Starting at the line below with "Query: bench leg" and stopping at the line with "Query: butterfly leg", please print each line exactly, those two included, and skip every picture.

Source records
++++++
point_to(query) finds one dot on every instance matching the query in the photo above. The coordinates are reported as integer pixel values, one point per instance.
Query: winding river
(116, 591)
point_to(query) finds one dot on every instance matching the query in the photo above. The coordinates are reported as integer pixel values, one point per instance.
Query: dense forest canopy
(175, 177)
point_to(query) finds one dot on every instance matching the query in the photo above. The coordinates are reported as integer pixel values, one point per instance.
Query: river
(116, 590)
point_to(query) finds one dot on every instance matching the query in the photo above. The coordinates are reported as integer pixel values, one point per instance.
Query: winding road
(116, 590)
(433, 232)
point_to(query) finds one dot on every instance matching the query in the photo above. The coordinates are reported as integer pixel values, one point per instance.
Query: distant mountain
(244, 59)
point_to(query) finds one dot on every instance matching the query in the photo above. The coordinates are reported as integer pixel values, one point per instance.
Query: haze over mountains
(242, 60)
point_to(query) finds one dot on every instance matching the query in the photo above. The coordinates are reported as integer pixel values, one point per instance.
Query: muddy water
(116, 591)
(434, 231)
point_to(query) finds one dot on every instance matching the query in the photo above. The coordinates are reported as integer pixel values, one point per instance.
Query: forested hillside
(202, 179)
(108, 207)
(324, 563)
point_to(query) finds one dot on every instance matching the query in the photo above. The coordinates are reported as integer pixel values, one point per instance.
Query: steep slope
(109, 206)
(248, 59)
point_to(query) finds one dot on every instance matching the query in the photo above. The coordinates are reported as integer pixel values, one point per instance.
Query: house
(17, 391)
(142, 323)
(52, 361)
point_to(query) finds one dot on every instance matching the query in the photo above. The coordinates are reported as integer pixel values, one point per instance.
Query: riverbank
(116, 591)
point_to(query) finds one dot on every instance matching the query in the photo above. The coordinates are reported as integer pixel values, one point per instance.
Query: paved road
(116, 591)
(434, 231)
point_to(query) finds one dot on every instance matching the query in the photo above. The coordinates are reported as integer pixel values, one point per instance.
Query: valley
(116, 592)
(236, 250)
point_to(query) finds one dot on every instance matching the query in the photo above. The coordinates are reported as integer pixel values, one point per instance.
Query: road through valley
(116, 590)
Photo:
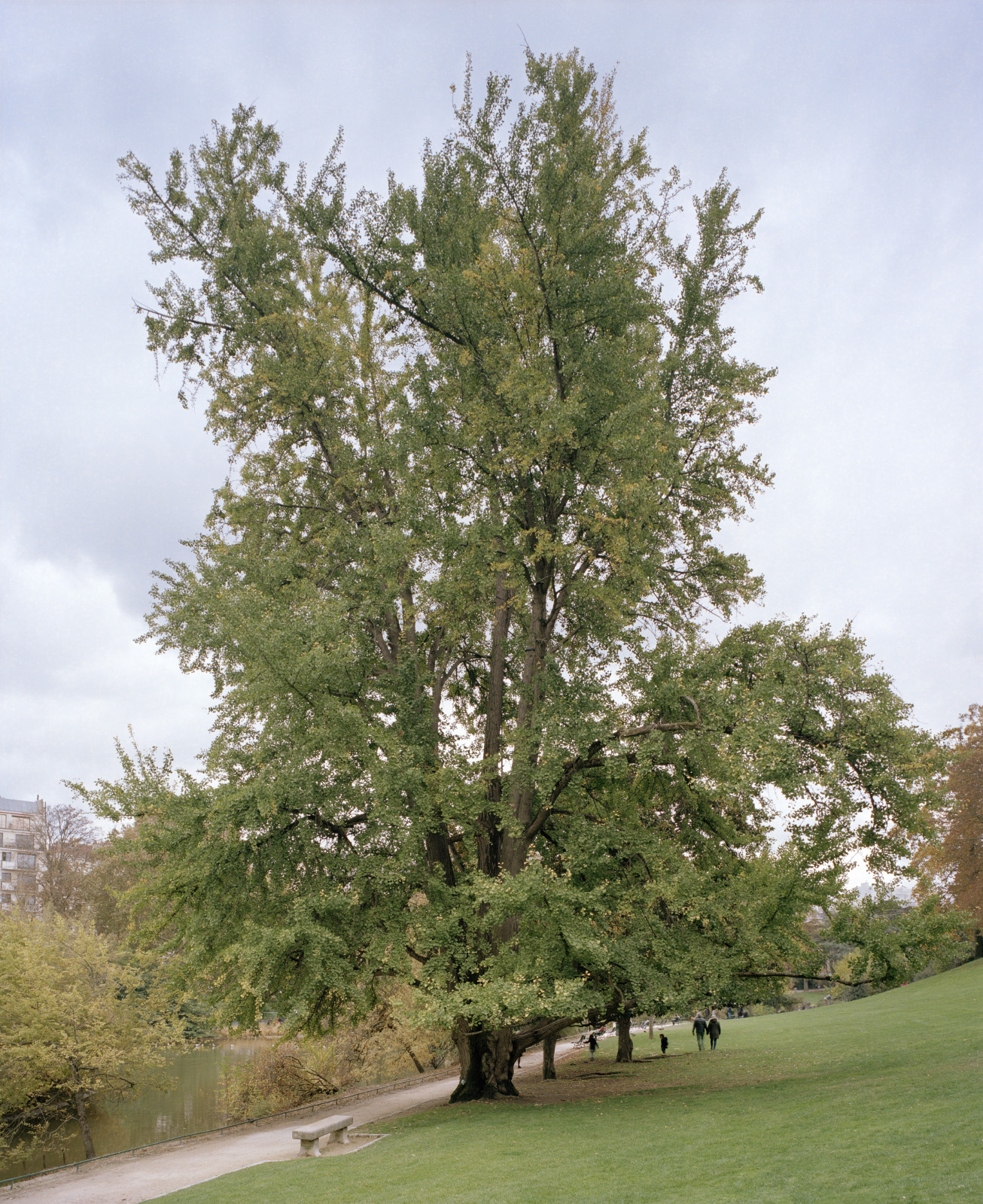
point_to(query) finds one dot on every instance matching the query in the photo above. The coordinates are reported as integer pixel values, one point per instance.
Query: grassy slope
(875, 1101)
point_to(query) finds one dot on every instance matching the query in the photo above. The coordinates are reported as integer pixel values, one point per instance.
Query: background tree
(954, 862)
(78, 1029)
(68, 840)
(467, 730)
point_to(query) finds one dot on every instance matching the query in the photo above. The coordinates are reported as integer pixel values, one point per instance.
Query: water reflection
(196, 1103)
++++++
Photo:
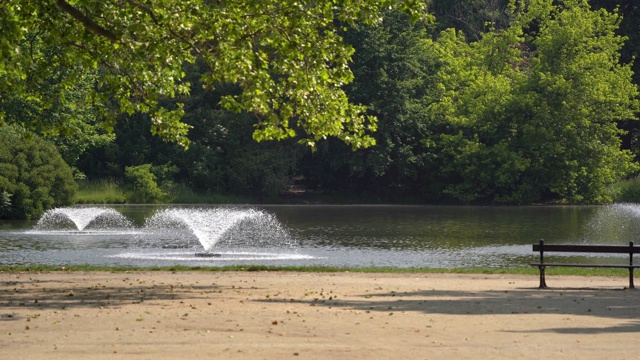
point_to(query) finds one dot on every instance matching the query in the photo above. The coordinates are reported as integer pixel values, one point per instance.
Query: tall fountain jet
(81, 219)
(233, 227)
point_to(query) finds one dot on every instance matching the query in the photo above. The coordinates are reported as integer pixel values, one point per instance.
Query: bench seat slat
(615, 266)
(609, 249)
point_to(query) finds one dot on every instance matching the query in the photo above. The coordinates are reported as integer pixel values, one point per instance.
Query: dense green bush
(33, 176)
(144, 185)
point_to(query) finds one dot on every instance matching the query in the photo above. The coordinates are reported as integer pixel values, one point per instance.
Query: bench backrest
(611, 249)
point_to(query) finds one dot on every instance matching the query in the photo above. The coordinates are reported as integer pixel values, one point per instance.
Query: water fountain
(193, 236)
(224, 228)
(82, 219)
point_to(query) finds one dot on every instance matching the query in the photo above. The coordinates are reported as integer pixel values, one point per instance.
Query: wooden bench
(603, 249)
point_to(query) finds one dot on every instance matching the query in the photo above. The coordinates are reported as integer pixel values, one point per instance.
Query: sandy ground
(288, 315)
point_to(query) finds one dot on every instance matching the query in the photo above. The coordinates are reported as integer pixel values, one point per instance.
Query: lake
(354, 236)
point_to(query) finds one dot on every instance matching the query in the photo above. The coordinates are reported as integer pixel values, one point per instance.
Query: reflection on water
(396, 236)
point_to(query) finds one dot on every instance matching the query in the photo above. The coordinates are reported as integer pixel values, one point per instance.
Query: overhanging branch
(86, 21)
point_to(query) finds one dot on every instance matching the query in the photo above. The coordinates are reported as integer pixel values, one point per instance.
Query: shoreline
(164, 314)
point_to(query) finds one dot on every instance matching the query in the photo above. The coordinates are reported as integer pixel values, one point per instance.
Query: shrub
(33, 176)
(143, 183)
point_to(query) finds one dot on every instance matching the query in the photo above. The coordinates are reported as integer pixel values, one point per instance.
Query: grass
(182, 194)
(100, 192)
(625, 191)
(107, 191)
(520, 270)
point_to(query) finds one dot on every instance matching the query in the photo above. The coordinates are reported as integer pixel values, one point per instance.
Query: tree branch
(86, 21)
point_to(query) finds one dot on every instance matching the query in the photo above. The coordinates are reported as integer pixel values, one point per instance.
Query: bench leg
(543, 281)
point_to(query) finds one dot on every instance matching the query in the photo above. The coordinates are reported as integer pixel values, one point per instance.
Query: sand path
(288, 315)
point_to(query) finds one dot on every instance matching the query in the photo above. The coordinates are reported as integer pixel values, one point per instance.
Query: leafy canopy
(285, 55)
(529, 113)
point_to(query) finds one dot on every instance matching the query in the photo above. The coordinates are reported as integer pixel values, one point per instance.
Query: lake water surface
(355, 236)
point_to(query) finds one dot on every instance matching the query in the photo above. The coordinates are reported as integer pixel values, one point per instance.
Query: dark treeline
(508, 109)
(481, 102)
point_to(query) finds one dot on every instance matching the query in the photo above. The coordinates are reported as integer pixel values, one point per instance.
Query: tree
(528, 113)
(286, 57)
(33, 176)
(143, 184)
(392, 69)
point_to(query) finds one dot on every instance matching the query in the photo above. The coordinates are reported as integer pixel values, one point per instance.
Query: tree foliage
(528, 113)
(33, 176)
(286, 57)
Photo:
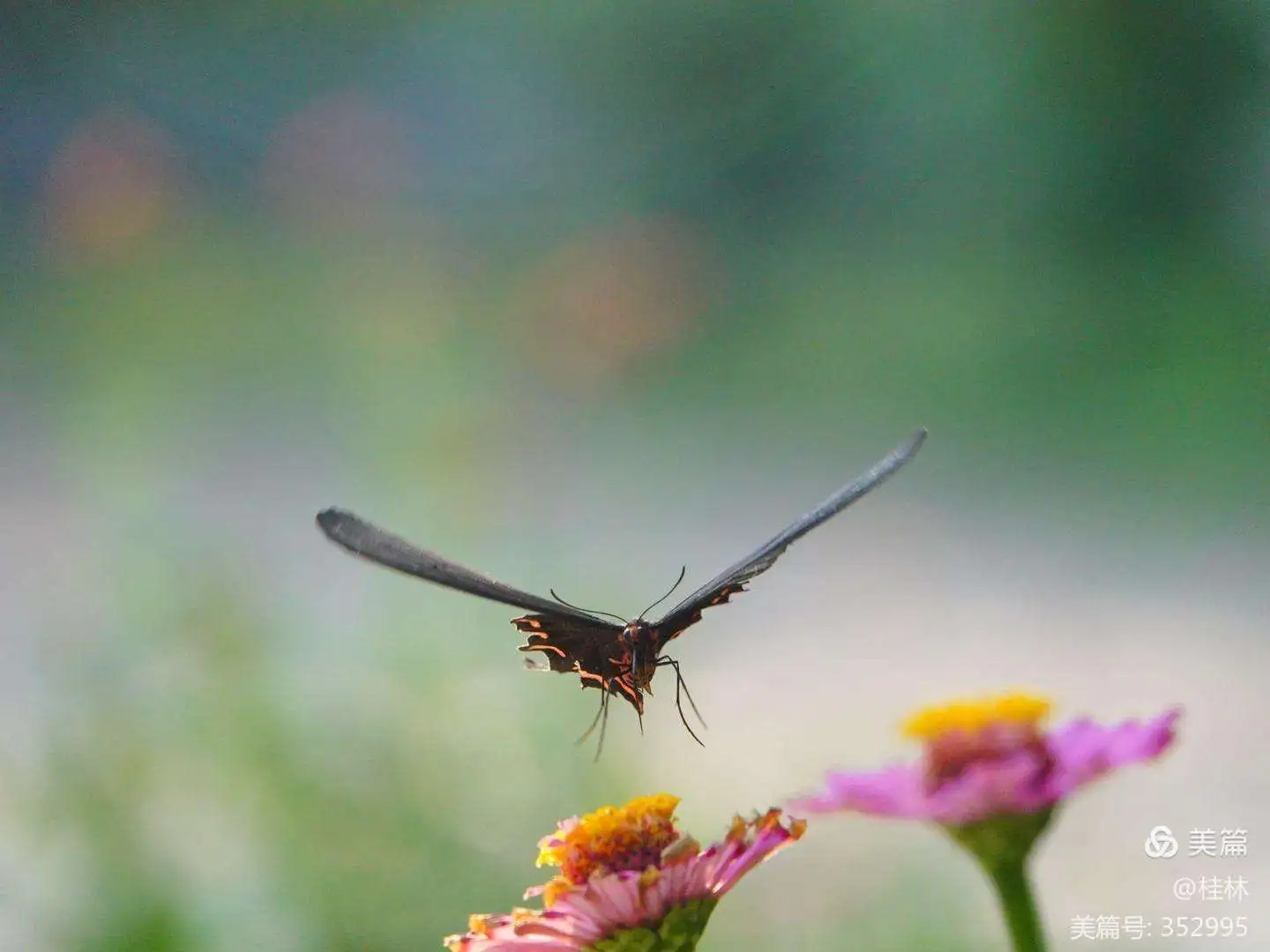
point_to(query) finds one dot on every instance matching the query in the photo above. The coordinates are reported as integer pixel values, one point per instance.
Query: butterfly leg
++++++
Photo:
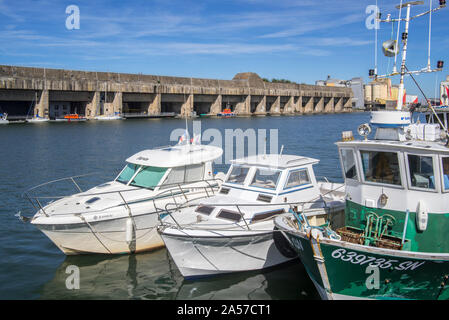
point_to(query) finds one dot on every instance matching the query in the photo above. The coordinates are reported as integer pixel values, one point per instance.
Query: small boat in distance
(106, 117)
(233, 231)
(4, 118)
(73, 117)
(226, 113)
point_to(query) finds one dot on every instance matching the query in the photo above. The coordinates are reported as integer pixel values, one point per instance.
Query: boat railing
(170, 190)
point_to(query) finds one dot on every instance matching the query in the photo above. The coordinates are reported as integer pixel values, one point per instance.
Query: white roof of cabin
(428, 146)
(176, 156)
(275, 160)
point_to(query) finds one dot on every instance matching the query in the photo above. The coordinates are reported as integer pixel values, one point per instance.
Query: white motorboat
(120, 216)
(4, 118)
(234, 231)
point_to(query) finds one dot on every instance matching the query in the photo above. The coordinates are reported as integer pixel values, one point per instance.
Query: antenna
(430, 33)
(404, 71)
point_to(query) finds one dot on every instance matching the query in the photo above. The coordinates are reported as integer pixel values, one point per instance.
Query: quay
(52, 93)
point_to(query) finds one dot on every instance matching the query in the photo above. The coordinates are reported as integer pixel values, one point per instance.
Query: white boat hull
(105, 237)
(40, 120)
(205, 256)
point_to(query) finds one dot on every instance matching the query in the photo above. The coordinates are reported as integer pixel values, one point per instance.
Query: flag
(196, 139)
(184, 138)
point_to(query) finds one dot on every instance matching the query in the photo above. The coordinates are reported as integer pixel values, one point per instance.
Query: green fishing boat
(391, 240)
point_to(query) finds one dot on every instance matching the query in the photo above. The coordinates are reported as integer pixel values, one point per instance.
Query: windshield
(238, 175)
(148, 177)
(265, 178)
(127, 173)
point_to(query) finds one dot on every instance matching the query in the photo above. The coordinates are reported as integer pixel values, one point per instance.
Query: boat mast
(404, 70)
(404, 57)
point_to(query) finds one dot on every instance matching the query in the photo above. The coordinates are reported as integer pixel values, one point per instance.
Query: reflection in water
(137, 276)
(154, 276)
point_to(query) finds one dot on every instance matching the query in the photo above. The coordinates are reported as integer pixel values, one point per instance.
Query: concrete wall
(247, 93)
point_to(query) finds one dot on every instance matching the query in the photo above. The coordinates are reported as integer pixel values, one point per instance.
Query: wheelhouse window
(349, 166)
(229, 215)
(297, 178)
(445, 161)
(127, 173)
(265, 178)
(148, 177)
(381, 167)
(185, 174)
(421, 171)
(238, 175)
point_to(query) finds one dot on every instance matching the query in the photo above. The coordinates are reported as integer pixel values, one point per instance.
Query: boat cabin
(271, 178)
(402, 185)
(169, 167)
++++++
◆ Solution to this task
Query: bench leg
(543, 281)
point_to(query) finds one dot on every instance matching the query in the photo above. The coordinates are reported as integer pixel values, one point per instance.
Query: sand path
(288, 315)
point_to(query) finds one dot on every instance matching the query in the photo above. The coordinates are reported as integer pixel values, one point per instance.
Query: leafy canopy
(285, 55)
(529, 113)
point_to(query) finds one dot on every instance matching the query in the photo above. The coordinates are reported as integer pixel values, one point per instance.
Query: lake water surface
(355, 236)
point_to(query) finds one dot on every instance matching the query in the photo above. The coordinates are reported as integer pixel values, one point per instance.
Query: dark treeline
(508, 109)
(481, 102)
point_to(query) finds one dot on every instance matching the query in the photo above. The coordinates are reported as integer pixel values, one point per instance.
Query: tree
(528, 113)
(286, 57)
(33, 176)
(143, 184)
(392, 69)
point_to(query) finds one dot on every instance matching the query in the photo above. The coordinates are reported as integer pixel values, one point per instance.
Query: tree foliage
(528, 113)
(33, 176)
(286, 57)
Photo:
point_to(query) finds one dot on every instance matching the query in the photo above. The coordinates are reported as integer pixel values, one point per instance.
Query: butterfly leg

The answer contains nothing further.